What the task requires ::
Render the part of the listing below that starts at the line containing "Point to the doorway" and runs through the end of the listing as a JSON list of strings, with one string per line and blank lines omitted.

(Excerpts from a pointing dataset)
:::::

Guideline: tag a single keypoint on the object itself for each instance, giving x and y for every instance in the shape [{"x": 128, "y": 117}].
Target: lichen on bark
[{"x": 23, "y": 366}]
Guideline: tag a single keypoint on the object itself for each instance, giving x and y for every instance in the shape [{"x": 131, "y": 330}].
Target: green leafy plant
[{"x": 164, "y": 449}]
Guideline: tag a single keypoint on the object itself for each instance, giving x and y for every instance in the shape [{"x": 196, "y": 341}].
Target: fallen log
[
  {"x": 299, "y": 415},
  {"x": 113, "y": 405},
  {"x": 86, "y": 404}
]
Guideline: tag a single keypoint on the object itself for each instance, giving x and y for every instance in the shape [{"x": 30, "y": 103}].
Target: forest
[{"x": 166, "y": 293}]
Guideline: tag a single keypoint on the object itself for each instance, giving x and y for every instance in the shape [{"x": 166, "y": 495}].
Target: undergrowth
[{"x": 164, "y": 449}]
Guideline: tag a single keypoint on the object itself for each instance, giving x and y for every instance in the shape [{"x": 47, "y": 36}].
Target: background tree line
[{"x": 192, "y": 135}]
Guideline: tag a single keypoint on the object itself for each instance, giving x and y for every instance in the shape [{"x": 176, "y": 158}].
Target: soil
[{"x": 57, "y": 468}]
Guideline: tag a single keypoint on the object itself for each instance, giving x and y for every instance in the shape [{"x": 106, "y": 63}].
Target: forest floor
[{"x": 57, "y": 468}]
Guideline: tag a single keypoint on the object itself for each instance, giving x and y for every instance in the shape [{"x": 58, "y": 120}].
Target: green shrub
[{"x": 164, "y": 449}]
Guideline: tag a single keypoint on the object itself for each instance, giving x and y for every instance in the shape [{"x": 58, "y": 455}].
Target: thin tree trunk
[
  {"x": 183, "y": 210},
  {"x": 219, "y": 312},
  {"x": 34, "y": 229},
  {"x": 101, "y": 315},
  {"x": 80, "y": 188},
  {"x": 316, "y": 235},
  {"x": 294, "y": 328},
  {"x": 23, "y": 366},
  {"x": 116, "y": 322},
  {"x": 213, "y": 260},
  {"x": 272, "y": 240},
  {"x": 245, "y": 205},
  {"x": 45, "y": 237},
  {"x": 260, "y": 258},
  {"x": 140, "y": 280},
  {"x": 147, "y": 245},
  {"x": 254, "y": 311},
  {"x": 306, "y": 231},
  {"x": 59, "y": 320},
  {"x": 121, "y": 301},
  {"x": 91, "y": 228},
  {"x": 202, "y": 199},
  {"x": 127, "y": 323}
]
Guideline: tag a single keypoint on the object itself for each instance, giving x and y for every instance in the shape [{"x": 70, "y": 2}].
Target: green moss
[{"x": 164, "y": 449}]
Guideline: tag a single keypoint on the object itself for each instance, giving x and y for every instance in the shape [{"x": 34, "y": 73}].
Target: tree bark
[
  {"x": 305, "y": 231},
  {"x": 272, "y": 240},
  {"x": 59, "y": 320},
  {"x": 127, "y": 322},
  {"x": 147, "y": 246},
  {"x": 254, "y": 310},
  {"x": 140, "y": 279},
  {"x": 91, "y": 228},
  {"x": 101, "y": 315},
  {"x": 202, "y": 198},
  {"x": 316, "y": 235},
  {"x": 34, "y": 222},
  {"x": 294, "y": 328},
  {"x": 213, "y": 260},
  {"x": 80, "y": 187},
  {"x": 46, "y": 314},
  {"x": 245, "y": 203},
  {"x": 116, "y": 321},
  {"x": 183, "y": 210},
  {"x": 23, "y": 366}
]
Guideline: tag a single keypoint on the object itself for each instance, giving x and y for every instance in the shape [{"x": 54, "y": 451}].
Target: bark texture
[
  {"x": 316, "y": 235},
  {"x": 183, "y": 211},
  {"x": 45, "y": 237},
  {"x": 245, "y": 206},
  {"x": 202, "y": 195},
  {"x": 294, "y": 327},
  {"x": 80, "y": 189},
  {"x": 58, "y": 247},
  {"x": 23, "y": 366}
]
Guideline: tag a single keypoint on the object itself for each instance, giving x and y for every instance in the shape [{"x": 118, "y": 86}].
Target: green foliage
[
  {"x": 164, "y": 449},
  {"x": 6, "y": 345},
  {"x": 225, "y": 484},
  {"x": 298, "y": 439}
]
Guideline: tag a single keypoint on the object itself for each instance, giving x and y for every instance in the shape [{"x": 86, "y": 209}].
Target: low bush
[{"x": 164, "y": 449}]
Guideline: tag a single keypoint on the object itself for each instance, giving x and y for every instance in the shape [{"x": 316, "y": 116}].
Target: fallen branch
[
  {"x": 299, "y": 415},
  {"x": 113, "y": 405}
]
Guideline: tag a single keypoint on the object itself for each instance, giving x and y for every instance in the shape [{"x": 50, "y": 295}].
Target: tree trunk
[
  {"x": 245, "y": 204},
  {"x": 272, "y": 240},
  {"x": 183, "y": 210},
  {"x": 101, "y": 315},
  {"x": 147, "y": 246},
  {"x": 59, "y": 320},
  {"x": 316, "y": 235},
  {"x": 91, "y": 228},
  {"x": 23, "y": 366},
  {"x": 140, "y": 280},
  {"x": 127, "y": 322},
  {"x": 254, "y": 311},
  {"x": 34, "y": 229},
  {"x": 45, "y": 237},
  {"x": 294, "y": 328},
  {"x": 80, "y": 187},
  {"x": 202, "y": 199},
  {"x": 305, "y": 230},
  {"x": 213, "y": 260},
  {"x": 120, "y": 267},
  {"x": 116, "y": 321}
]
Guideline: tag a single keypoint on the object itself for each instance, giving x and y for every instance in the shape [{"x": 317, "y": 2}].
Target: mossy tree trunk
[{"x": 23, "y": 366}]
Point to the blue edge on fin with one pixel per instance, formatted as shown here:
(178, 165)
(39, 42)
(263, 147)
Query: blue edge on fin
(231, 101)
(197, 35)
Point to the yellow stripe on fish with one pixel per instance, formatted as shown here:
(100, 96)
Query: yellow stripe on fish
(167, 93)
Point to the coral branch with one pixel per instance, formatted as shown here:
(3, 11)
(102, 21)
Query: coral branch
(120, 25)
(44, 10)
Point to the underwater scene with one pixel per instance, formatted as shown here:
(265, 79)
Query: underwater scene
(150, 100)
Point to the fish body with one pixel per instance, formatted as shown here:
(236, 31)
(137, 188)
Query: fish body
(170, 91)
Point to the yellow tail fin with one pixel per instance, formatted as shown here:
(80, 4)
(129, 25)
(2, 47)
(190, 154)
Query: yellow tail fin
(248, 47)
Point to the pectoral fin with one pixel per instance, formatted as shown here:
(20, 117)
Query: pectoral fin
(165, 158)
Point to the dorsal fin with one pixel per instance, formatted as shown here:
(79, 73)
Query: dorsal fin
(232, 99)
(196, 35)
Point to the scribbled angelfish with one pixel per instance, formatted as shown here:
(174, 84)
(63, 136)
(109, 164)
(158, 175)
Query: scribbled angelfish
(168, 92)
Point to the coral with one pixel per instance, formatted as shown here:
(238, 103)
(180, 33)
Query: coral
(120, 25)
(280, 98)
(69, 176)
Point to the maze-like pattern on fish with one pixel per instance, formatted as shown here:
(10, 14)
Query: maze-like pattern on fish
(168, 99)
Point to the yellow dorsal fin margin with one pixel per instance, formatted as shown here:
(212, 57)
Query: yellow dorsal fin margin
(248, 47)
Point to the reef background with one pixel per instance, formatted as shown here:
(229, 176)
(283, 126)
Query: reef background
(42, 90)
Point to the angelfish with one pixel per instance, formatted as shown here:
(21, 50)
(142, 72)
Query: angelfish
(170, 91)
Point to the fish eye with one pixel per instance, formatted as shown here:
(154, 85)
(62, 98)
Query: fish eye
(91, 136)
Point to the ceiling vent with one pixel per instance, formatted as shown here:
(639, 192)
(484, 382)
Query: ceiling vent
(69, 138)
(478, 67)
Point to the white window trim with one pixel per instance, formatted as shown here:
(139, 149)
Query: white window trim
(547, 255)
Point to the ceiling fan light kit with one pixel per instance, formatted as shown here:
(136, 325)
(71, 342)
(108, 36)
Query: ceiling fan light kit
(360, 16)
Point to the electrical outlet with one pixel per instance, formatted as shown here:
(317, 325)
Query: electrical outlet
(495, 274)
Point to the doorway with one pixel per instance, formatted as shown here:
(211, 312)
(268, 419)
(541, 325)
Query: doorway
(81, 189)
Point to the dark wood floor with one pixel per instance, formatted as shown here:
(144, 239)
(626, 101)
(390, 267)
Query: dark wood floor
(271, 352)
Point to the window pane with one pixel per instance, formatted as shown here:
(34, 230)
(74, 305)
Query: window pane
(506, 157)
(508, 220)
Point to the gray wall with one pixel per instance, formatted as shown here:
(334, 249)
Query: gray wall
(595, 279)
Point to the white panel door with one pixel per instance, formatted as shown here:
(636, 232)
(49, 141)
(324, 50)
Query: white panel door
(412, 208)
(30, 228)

:::::

Worked solution ::
[
  "Point to the doorway with one pixel per instance, formatted as shown here:",
  "(211, 312)",
  "(268, 419)",
  "(541, 325)",
  "Query: doorway",
  "(81, 189)",
  "Point to the dark wood floor with one pixel per instance, formatted as shown here:",
  "(144, 239)",
  "(626, 101)",
  "(390, 267)",
  "Query: dark wood floor",
  "(271, 352)",
  "Point to the window pane with one pixel per instance, formatted as shown here:",
  "(34, 230)",
  "(74, 305)",
  "Query: window pane",
  "(506, 157)",
  "(508, 220)",
  "Point to the gray wall with one pixel per instance, formatted as shown here:",
  "(334, 249)",
  "Query: gray wall",
  "(595, 279)",
  "Point to the white panel door with one pixel per instance, formatted as shown here:",
  "(636, 232)",
  "(49, 141)",
  "(324, 50)",
  "Query: white panel door",
  "(412, 208)",
  "(30, 228)"
]